# Short problem:
Render every line of the records below as a JSON list of strings, one string per line. Skip blank lines and leave the pictures out.

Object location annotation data
****************************************
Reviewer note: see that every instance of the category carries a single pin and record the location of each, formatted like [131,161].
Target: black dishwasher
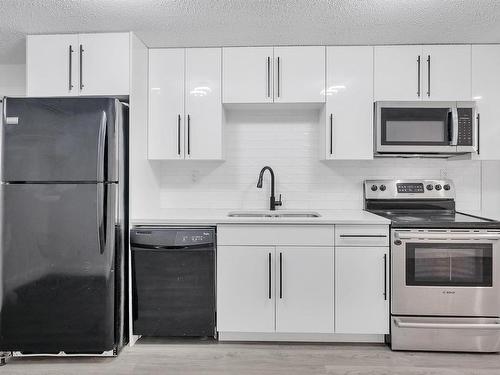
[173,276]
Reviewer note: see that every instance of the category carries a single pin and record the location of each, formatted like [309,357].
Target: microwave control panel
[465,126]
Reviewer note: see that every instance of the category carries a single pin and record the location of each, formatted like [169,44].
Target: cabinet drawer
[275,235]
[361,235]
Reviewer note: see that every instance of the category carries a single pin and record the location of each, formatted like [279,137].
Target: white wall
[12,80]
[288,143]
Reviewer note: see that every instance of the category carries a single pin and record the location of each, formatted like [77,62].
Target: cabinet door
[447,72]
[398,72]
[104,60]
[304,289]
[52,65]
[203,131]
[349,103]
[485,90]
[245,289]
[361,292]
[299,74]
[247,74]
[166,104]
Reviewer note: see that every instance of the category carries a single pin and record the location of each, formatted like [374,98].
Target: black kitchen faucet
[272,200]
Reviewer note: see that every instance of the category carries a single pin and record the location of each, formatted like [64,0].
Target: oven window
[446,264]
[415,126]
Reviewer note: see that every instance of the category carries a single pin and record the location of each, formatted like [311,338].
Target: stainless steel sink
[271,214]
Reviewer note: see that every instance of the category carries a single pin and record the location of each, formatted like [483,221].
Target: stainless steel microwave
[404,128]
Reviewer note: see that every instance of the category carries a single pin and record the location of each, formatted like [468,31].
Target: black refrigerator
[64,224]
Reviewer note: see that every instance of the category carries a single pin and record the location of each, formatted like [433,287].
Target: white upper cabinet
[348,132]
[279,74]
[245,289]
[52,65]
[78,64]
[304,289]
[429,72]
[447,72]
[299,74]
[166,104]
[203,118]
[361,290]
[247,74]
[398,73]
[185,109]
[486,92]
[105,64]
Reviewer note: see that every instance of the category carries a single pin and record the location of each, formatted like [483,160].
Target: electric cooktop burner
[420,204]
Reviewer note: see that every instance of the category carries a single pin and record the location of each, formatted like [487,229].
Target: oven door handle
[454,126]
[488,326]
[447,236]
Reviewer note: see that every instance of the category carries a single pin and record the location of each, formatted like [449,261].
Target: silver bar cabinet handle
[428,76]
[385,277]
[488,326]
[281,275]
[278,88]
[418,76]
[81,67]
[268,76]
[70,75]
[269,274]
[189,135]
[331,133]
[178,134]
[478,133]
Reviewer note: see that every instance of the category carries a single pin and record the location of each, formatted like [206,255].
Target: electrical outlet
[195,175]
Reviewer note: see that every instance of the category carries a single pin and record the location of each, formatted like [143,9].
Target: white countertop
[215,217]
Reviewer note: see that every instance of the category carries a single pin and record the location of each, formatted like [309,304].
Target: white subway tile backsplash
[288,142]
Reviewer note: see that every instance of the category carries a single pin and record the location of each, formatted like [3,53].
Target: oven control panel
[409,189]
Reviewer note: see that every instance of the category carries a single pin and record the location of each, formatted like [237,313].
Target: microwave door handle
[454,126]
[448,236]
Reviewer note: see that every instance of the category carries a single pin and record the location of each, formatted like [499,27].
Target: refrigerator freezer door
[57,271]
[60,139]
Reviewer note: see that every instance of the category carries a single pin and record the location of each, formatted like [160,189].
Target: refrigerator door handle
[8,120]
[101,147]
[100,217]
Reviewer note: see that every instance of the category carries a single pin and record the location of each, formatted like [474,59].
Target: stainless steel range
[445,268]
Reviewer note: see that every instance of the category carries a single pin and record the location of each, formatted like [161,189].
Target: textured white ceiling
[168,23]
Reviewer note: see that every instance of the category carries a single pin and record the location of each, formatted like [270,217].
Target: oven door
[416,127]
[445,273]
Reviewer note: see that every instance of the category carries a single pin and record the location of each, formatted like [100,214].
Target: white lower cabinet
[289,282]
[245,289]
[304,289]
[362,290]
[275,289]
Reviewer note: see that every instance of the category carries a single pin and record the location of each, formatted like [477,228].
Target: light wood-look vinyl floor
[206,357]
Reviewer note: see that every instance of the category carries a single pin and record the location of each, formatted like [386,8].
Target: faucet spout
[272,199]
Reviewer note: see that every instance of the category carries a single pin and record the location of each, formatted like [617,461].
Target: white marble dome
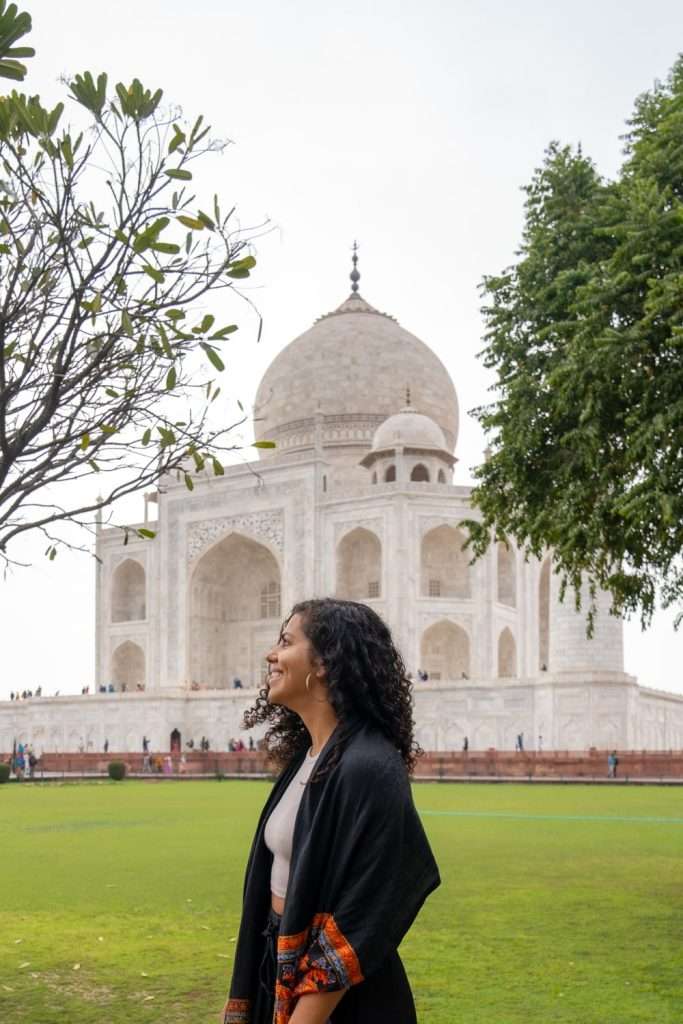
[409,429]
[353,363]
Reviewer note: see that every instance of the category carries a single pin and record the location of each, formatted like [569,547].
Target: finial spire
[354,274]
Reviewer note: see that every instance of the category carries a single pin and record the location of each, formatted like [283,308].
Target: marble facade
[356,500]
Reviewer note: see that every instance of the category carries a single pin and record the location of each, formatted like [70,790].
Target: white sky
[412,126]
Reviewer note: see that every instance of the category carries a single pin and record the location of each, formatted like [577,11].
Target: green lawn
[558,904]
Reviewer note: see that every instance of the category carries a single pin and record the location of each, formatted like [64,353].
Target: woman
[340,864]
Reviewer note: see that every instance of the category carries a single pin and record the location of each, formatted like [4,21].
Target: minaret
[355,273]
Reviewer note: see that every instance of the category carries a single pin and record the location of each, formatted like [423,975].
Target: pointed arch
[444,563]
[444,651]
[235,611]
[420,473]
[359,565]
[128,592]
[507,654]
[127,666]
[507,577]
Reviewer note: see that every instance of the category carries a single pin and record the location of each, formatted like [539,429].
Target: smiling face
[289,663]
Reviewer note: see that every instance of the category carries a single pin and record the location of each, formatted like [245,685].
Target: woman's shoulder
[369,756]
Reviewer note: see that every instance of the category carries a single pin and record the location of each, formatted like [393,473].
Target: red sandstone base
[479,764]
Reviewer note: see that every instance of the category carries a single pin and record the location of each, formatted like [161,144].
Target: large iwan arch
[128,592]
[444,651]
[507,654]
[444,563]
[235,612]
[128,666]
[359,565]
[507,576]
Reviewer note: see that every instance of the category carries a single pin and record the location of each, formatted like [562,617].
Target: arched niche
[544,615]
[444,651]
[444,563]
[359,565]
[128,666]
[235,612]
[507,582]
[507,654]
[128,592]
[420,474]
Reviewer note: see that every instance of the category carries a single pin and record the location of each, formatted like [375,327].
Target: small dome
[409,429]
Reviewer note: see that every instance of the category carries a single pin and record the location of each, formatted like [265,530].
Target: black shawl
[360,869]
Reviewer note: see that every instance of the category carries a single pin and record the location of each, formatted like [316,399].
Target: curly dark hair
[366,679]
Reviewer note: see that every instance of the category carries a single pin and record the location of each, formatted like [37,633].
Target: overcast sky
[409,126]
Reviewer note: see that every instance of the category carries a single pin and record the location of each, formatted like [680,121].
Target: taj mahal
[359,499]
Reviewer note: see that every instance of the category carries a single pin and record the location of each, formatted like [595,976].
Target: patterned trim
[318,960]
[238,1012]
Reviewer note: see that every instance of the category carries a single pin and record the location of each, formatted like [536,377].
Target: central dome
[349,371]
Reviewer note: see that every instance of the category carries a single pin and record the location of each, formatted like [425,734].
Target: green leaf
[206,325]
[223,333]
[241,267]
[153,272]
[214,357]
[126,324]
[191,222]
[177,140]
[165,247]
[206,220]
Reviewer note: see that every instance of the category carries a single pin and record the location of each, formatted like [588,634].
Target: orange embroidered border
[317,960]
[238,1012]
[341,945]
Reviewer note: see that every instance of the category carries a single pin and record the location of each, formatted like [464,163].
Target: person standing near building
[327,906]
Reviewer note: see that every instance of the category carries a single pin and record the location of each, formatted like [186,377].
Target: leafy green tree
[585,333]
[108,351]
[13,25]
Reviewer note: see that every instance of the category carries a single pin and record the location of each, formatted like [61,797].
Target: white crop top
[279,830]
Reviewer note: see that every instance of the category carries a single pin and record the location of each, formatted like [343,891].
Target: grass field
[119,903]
****************************************
# Response:
[
  "Reviewer note: see that every instance of the category carries a single pin and record the location of each, formatted like [131,161].",
  "Target: black dishwasher",
  "[173,276]",
  "Reviewer note: see that every instance of the category carries a single pin and record the location of each, formatted like [309,357].",
  "Target: microwave control panel",
  "[465,126]",
  "Reviewer note: see that every instance of the category carries a single pin and record the location of each, formatted like [169,44].",
  "Target: cabinet drawer",
  "[275,235]",
  "[361,235]",
  "Reviewer note: see that every instance of the category carries a single pin and record the location of each, formatted like [279,137].",
  "Target: white wall",
  "[12,80]",
  "[288,143]",
  "Reviewer note: see that every instance of the category carries a single pin and record the location of each, formatted like [77,62].",
  "Target: cabinet door",
  "[447,72]",
  "[398,72]",
  "[104,60]",
  "[304,289]",
  "[52,65]",
  "[203,131]",
  "[349,103]",
  "[485,90]",
  "[245,289]",
  "[361,292]",
  "[299,74]",
  "[247,74]",
  "[166,104]",
  "Reviewer note: see that every instance of the category carries a single pin and record the location of each, formatted like [374,98].",
  "Target: black kitchen faucet",
  "[272,200]",
  "Reviewer note: see that every instance of the category carries a single pin and record the location of each, formatted like [64,0].",
  "Target: oven window",
  "[446,264]",
  "[415,126]",
  "Reviewer note: see that every instance of the category carries a single pin and record the location of each, formatted like [311,338].",
  "Target: stainless steel sink",
  "[271,214]",
  "Reviewer note: see that every instance of the category carries a single pin and record the location of each, formatted like [483,221].",
  "Target: stainless steel microwave",
  "[404,128]",
  "Reviewer note: see that every instance of the category carries a single pin and record the location of each, formatted like [468,31].",
  "Target: black refrigerator",
  "[64,224]",
  "Reviewer note: see that every instance of the category carries a single pin and record the location of each, formatted like [433,287].",
  "Target: white upper cabinet",
  "[348,132]",
  "[279,74]",
  "[245,289]",
  "[52,65]",
  "[78,64]",
  "[304,289]",
  "[429,72]",
  "[447,72]",
  "[299,74]",
  "[166,104]",
  "[203,118]",
  "[361,290]",
  "[247,74]",
  "[398,73]",
  "[185,109]",
  "[486,92]",
  "[105,64]",
  "Reviewer note: see that every instance of the category carries a single pin and record the location of each, formatted like [483,160].",
  "Target: electric cooktop burner",
  "[420,204]",
  "Reviewer note: see that every instance of the category carries a single pin and record the location of each, formatted like [487,229].",
  "Target: oven door handle",
  "[454,126]",
  "[488,326]",
  "[447,236]",
  "Reviewer note: see that every instance of the category carries a single pin and record the location of each, formatted like [449,261].",
  "Target: silver bar cabinet handle",
  "[428,76]",
  "[385,277]",
  "[488,326]",
  "[281,275]",
  "[278,88]",
  "[418,76]",
  "[81,67]",
  "[268,76]",
  "[70,75]",
  "[269,274]",
  "[189,135]",
  "[331,133]",
  "[178,134]",
  "[478,133]",
  "Reviewer note: see that every instance of the category carries a single pin and record the location of each, formatted like [206,255].",
  "Target: electrical outlet",
  "[195,175]",
  "Reviewer note: see that every instance of the category carries a single pin and record the location of each, formatted like [143,9].",
  "Target: white countertop",
  "[215,217]",
  "Reviewer note: see that every instance of the category carries a single pin and record the location of each, formatted like [309,304].",
  "Target: white subway tile backsplash",
  "[288,142]",
  "Reviewer note: see that every instance of the category carries a single pin and record the location of each, formatted like [3,53].",
  "Target: oven control panel",
  "[409,189]",
  "Reviewer note: see that every instance of the category carries a single pin and record the location of each, formatted like [237,313].",
  "Target: microwave door handle",
  "[454,126]",
  "[448,236]",
  "Reviewer note: see that every instance of the category carries a single pin and record the location of each, formatted like [499,27].",
  "Target: refrigerator freezer door",
  "[57,271]",
  "[60,139]",
  "Reviewer note: see that every instance of the category carries a single pin and record the location of each, formatted like [160,189].",
  "Target: refrigerator door handle",
  "[8,120]",
  "[101,147]",
  "[100,217]",
  "Reviewer note: see that every instance of the category carries a single pin and record the location of each, formatted like [474,59].",
  "Target: stainless steel range",
  "[445,268]",
  "Reviewer note: see that every instance of the category carries a single pin and record the location of each, formatted like [161,189].",
  "Target: textured white ceiling",
  "[168,23]",
  "Reviewer note: see that every instance of the category carries a single pin and record the location of each, formatted like [270,217].",
  "Target: oven door",
  "[416,127]",
  "[445,273]",
  "Reviewer note: see that every instance of the category carries a single pin and record the location of each, formatted like [100,214].",
  "Target: white lower cabinet",
  "[289,282]",
  "[245,289]",
  "[304,289]",
  "[362,290]",
  "[275,289]",
  "Reviewer note: see that every instance of the category carries a single pin and record the location of each, formatted like [477,228].",
  "Target: light wood-look vinyl floor",
  "[206,357]",
  "Reviewer note: see that every instance of the category carries a single pin and record the location of each, formatted like [386,8].",
  "Target: faucet spout",
  "[272,199]",
  "Reviewer note: see that every instance of the category carries a single pin and record the location of each, formatted like [617,461].",
  "Target: white marble dome",
  "[409,429]",
  "[353,363]",
  "Reviewer note: see that every instance of the category carries a single pin and record the location of each, formatted like [569,547].",
  "Target: finial spire",
  "[354,274]",
  "Reviewer note: see that every instance of the category carries a single pin and record the location of each, formatted like [283,308].",
  "Target: marble facade",
  "[356,500]",
  "Reviewer note: see that every instance of the category carries a single pin and record the location of each, formatted like [70,790].",
  "Target: white sky",
  "[412,126]",
  "Reviewer note: see that every instance of the category carries a single pin and record the location of each, formatted like [577,11].",
  "Target: green lawn",
  "[558,904]",
  "Reviewer note: see that every instance of the category carries a single pin and record the location of each, formatted like [64,353].",
  "Target: woman",
  "[340,864]",
  "Reviewer note: see that every instance of the category carries a single pin and record the location of each, formatted like [4,21].",
  "Target: minaret",
  "[355,273]",
  "Reviewer note: see that every instance of the category carries a single pin and record the location of each, formatted like [423,975].",
  "Target: pointed arch",
  "[444,563]",
  "[444,651]",
  "[235,611]",
  "[420,473]",
  "[359,565]",
  "[128,592]",
  "[507,654]",
  "[127,666]",
  "[507,577]",
  "Reviewer note: see that every instance of the category carries a single pin and record the location of each, formatted like [539,429].",
  "Target: smiling face",
  "[289,663]",
  "Reviewer note: see that every instance of the category carries a single pin and record the location of each, formatted like [245,685].",
  "Target: woman's shoulder",
  "[369,756]",
  "Reviewer note: see that every instance of the category carries a single pin and record the location of each, formatted like [393,473].",
  "Target: red sandstone base",
  "[479,764]",
  "Reviewer note: see that every instance of the category carries a single pin and record the location of each, formatted like [161,144].",
  "Target: large iwan arch",
  "[128,592]",
  "[444,651]",
  "[507,654]",
  "[444,563]",
  "[235,612]",
  "[128,666]",
  "[359,565]",
  "[507,576]",
  "Reviewer note: see that every instance of the category carries a single pin and record the location of each, formatted like [562,617].",
  "Target: arched niche",
  "[544,615]",
  "[444,651]",
  "[444,563]",
  "[359,565]",
  "[128,666]",
  "[235,612]",
  "[507,582]",
  "[507,654]",
  "[128,592]",
  "[420,474]",
  "Reviewer note: see that every instance of the category carries a single pin and record the location of each, formatted like [375,327].",
  "Target: small dome",
  "[409,429]",
  "Reviewer note: see that every instance of the category carries a single pin and record the location of each, formatted like [265,530].",
  "Target: black shawl",
  "[360,869]",
  "Reviewer note: see that every instance of the category carries a single pin and record the location of each, formatted like [316,399].",
  "Target: curly dark hair",
  "[366,679]",
  "Reviewer note: see that every instance of the category carries a single pin and record the location of each, formatted like [37,633].",
  "Target: overcast sky",
  "[409,126]",
  "Reviewer note: see that every instance of the category carries a single pin and record the location of each, formatted like [680,121].",
  "Target: taj mahal",
  "[359,499]",
  "Reviewer note: see that every instance of the category carries a single pin and record the location of each, formatted like [595,976].",
  "Target: patterned trim",
  "[318,960]",
  "[238,1012]",
  "Reviewer note: see that every instance of the category carries a single pin and record the location of each, formatted like [536,377].",
  "Target: central dome",
  "[349,371]",
  "Reviewer note: see that every instance of the category carries a single pin and record the location of each, formatted like [425,734].",
  "Target: green leaf",
  "[206,325]",
  "[223,333]",
  "[241,267]",
  "[153,272]",
  "[214,357]",
  "[126,324]",
  "[191,222]",
  "[177,140]",
  "[165,247]",
  "[206,220]",
  "Reviewer note: see that every instance of the category carries a single pin and record the location of each, formatted like [588,634].",
  "Target: orange embroidered border",
  "[317,960]",
  "[238,1012]",
  "[341,945]",
  "Reviewer note: see that every instance of the category carries a single pin and record the location of each, formatted like [464,163].",
  "Target: person standing near building",
  "[327,906]",
  "Reviewer note: see that every instance of the category carries a single pin and record the location of each, formatted like [186,377].",
  "Target: leafy green tree",
  "[585,333]",
  "[108,351]",
  "[13,25]",
  "Reviewer note: see that every instance of the category carries a single pin and record the location of each, formatted like [61,797].",
  "Target: white crop top",
  "[279,830]",
  "Reviewer note: see that every instance of the category carries a single pin and record the location of each, formatted like [343,891].",
  "Target: grass field",
  "[119,903]"
]